Quote the records that follow in full and exactly; leave out the pictures.
-- Start of Records for the exercise --
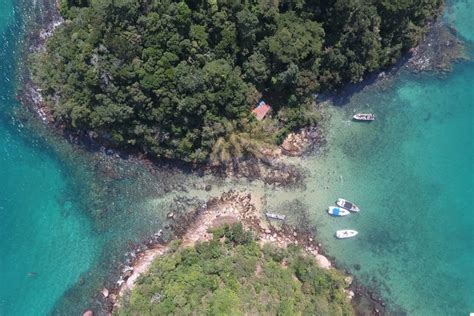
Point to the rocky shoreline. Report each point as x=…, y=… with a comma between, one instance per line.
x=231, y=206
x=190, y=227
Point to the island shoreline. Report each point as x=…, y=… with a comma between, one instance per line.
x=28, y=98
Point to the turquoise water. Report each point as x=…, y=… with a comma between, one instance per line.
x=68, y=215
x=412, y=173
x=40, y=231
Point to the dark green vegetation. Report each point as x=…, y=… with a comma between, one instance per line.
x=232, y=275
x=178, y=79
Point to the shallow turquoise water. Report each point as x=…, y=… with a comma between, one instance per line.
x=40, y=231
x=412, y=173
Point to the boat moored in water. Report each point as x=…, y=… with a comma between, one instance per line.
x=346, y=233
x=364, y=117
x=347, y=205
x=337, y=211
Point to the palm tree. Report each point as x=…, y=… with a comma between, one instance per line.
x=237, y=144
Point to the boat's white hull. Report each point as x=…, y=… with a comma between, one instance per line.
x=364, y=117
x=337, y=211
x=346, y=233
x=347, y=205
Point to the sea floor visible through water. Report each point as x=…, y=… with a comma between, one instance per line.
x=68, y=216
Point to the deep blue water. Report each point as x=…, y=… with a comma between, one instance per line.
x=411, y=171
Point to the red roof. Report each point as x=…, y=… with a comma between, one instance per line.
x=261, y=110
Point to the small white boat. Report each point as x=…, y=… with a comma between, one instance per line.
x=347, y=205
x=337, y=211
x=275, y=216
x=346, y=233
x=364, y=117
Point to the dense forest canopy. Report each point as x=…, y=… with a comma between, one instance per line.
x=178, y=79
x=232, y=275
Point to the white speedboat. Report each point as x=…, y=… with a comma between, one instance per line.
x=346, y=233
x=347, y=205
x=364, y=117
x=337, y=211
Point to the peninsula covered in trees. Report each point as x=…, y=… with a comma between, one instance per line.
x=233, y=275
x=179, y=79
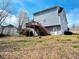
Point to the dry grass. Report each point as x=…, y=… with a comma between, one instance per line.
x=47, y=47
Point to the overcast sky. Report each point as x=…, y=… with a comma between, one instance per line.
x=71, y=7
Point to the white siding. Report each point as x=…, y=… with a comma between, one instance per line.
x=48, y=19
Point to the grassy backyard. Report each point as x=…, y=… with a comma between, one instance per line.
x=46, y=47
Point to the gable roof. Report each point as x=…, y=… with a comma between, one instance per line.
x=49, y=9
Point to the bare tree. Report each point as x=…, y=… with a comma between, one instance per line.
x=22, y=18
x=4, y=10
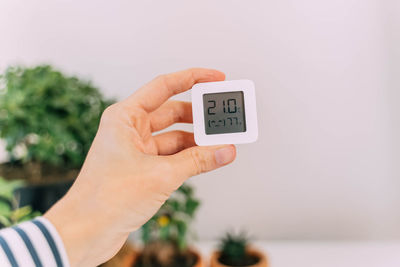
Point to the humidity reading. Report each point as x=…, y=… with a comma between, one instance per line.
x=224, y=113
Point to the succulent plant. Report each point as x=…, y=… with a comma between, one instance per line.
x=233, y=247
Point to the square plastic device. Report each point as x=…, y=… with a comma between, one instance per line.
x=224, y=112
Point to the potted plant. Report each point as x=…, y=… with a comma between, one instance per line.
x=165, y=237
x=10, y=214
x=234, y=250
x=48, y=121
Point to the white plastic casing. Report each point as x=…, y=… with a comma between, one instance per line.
-- End of Records for the exercise --
> [Solution to this task]
Point to the rocky shoreline. Report each point as x=…, y=… with a comma between, one instance per line.
x=231, y=206
x=190, y=227
Point to the island shoreline. Report each point as x=…, y=… with a comma between, one instance per line.
x=28, y=98
Point to the turquoise water. Report each point as x=…, y=… with a comma between, one instance per line.
x=68, y=215
x=412, y=173
x=40, y=231
Point to the dark green vegetation. Report each point as x=…, y=… with a comma between, one instance per line.
x=232, y=275
x=178, y=79
Point to the shallow turquoise water. Report each point as x=…, y=… with a comma between, one instance per line.
x=40, y=231
x=412, y=173
Point to the boat moored in water. Report each point as x=…, y=… with a comma between, one instance per line.
x=346, y=233
x=364, y=117
x=347, y=205
x=337, y=211
Point to the palm tree. Report each point as x=…, y=… with a comma between, one instance per line.
x=237, y=144
Point to the boat's white hull. Report each point as x=…, y=… with a comma between, one instance per line.
x=364, y=117
x=337, y=211
x=346, y=233
x=347, y=205
Point to the sea floor visible through water. Report each point as x=…, y=… with a comma between, one instance per line.
x=68, y=216
Point to the deep blue water. Report each point as x=…, y=… with a comma between, one instance per line.
x=411, y=171
Point to the red roof. Report each point as x=…, y=… with a comma between, one instance per line.
x=261, y=110
Point to the small white boat. Report each point as x=…, y=… with a comma between, one instance per line.
x=347, y=205
x=337, y=211
x=275, y=216
x=346, y=233
x=364, y=117
Point to the dense forest canopy. Report each point as x=…, y=… with a comma between, one instance per line.
x=178, y=79
x=232, y=275
Point to the white speedboat. Report each point as x=…, y=… with a comma between, one instance per line.
x=346, y=233
x=347, y=205
x=364, y=117
x=337, y=211
Point to the peninsula covered in trees. Report each point as x=…, y=… with a comma between, one instance per line.
x=233, y=275
x=179, y=79
Point to the dry grass. Report each point as x=…, y=… with a comma between, one instance per line.
x=47, y=47
Point to the overcast sky. Report each point as x=…, y=… with a comma between, one instance per line.
x=71, y=7
Point to the white siding. Report each point as x=…, y=… with a comma between, one instance per line.
x=48, y=19
Point to the grassy backyard. Report each point as x=…, y=… with a comma between, one instance per line.
x=46, y=47
Point to the gable roof. Report each point as x=…, y=… with a comma between, one instance per line.
x=49, y=9
Point to the bare tree. Report each point as x=…, y=… with a comma between, one instance per line.
x=22, y=18
x=4, y=10
Point to the humidity reading. Report each point as x=…, y=… with a comma between, one instance per line.
x=224, y=113
Point to the succulent plant. Report each point as x=…, y=… with a comma between, one instance per line.
x=233, y=247
Point to the square plastic device. Report each point as x=…, y=… with a comma between, one instance per line.
x=224, y=112
Point to the potted plant. Report each point as x=…, y=… with a comma between, one instance per line.
x=165, y=237
x=10, y=214
x=234, y=250
x=48, y=121
Point to the white plastic casing. Report each point as x=…, y=… with a comma between, one instance per line.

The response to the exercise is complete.